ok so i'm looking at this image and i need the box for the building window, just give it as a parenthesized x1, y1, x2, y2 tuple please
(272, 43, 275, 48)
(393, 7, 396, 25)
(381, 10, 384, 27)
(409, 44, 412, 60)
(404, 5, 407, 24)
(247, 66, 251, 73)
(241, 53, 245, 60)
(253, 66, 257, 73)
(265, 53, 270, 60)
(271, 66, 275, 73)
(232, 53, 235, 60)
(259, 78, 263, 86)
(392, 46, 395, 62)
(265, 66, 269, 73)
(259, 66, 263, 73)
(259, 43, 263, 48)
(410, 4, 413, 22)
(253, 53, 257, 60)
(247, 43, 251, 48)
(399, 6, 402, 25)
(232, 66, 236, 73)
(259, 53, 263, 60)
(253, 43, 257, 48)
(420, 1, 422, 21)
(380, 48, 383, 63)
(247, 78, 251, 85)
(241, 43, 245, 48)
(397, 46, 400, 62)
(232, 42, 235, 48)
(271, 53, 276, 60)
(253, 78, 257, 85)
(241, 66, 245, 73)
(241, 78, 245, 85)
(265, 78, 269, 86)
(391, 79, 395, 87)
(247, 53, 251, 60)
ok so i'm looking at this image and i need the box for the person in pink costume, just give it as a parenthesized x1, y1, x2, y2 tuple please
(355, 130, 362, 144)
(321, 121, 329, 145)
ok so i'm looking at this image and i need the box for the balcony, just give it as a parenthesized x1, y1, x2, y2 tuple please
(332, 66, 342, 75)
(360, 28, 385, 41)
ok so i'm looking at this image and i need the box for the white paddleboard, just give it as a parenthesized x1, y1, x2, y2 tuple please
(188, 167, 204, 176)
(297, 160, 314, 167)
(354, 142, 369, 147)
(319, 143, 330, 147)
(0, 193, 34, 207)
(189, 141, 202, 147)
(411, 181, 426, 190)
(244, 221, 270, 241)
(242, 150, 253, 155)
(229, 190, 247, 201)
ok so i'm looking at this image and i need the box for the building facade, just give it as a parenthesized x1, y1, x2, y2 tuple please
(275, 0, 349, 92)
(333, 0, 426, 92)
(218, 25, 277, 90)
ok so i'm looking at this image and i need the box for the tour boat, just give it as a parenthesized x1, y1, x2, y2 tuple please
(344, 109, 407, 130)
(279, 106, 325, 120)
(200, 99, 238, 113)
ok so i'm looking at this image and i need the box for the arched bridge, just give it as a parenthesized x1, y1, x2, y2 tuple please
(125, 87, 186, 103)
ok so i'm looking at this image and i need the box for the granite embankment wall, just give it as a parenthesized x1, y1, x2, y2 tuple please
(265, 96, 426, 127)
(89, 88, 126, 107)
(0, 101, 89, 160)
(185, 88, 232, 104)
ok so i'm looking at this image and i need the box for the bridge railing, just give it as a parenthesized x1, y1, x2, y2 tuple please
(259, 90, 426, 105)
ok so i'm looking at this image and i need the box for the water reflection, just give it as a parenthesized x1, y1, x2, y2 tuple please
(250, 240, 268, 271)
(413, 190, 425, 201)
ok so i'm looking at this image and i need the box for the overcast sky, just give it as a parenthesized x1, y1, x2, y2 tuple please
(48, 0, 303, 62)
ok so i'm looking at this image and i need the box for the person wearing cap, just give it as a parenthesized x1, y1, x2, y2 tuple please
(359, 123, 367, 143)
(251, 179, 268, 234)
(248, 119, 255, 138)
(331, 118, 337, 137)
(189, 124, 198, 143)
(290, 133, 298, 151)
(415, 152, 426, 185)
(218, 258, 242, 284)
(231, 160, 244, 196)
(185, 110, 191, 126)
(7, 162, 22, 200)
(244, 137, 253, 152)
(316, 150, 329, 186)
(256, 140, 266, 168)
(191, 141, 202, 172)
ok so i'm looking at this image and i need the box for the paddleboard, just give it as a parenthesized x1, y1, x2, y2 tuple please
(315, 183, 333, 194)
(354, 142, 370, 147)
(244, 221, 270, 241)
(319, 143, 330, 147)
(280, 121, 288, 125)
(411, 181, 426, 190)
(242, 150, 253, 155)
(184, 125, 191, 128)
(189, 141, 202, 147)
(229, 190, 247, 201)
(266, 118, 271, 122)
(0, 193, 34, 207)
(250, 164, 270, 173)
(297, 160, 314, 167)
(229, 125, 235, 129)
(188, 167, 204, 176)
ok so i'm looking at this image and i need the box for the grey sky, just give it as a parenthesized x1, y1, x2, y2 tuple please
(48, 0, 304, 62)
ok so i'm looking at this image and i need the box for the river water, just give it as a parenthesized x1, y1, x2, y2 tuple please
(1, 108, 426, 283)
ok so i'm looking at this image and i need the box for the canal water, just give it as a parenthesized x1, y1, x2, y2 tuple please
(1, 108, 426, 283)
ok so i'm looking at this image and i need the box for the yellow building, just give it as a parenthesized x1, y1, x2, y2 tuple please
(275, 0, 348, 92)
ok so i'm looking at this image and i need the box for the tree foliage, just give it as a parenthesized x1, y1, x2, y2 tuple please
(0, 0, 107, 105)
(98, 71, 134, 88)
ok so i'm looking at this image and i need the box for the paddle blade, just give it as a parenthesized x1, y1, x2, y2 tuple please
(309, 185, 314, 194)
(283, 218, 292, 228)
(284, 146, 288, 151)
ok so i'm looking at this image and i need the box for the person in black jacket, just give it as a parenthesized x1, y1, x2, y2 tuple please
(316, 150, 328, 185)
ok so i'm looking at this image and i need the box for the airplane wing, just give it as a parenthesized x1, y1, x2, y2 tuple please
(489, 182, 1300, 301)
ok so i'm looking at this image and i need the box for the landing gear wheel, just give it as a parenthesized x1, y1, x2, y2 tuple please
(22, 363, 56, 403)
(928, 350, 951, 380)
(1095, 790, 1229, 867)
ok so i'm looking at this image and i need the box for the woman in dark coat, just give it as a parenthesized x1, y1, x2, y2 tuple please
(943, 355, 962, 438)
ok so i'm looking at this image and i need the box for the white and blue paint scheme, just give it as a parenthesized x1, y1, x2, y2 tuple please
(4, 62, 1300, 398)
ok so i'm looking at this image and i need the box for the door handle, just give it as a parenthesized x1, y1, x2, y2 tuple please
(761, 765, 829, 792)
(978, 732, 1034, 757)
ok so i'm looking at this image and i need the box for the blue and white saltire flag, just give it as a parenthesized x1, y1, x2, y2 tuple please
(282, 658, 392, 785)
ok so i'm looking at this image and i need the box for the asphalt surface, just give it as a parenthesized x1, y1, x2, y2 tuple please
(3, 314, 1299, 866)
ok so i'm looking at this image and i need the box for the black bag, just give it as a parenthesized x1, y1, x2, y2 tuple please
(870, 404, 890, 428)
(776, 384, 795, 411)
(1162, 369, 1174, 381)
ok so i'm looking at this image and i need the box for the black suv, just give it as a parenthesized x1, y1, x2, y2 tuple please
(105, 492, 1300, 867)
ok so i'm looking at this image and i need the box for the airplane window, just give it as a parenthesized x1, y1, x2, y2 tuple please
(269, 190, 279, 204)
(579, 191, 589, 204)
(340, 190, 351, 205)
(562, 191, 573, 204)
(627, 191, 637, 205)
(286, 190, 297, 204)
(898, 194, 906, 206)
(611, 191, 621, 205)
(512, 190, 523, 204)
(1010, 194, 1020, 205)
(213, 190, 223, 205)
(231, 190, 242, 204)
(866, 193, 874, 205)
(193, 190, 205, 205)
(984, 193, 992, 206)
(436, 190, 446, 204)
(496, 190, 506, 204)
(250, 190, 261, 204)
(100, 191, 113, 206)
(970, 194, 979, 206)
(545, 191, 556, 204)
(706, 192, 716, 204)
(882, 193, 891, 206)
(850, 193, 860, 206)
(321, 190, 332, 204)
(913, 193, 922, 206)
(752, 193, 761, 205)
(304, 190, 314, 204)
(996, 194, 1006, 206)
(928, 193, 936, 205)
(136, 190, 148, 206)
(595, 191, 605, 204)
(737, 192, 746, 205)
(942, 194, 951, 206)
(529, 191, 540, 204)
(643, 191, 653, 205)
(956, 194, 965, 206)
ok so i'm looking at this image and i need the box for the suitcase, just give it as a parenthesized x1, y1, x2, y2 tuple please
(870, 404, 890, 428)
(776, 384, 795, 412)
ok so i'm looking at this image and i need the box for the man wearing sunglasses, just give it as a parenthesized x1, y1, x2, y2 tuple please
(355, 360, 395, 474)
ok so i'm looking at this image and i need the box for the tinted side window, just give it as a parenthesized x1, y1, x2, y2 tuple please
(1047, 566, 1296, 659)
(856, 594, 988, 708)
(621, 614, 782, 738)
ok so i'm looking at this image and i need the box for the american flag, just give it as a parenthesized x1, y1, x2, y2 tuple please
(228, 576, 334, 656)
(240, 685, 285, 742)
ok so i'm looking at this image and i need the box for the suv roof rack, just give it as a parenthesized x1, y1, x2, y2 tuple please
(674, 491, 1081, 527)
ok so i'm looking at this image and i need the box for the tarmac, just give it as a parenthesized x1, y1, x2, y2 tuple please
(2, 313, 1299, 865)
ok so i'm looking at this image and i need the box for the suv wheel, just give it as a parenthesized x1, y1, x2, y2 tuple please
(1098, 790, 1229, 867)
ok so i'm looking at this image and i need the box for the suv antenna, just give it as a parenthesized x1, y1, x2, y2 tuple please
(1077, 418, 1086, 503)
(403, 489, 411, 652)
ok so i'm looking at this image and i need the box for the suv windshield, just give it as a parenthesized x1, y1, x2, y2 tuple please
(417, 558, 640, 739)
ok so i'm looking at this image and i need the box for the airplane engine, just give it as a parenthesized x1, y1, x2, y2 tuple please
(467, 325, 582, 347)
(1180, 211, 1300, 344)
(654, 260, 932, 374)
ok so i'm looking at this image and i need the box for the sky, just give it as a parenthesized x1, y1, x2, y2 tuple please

▶ To do
From the line with "the tarmac, just" to the final line of the listing, write out each line unchanged. Add nothing.

▶ Answer for this exercise
ok so i'm looking at this image and i need the box for the tarmac, just give it as a parenthesized x1, y1, x2, y2 tuple please
(2, 313, 1299, 865)
ok so i'm looking at this image and i need the box for the suv wheel, just give it as a parenthesized x1, y1, x2, y2 tuple please
(1098, 790, 1229, 867)
ok so i'm looking at this image and i need the box for the suv antenna, just give it as a parenthesized x1, y1, x2, y2 tuple please
(1077, 418, 1086, 503)
(403, 489, 411, 652)
ok so i'm looking at this image and i need the box for the suv windshield, just give it as a parenthesized x1, y1, x2, y2 tuple please
(417, 558, 640, 739)
ok so i'm looking at this image and i need the box for the airplane engine, just give it as a parenthesized x1, y1, x2, y2 tuple please
(467, 325, 582, 347)
(1180, 211, 1300, 344)
(654, 260, 932, 374)
ok so i'm looking at this image and i need the box for the sky, just give it as a parenthesized x1, y1, x2, y2 tuple please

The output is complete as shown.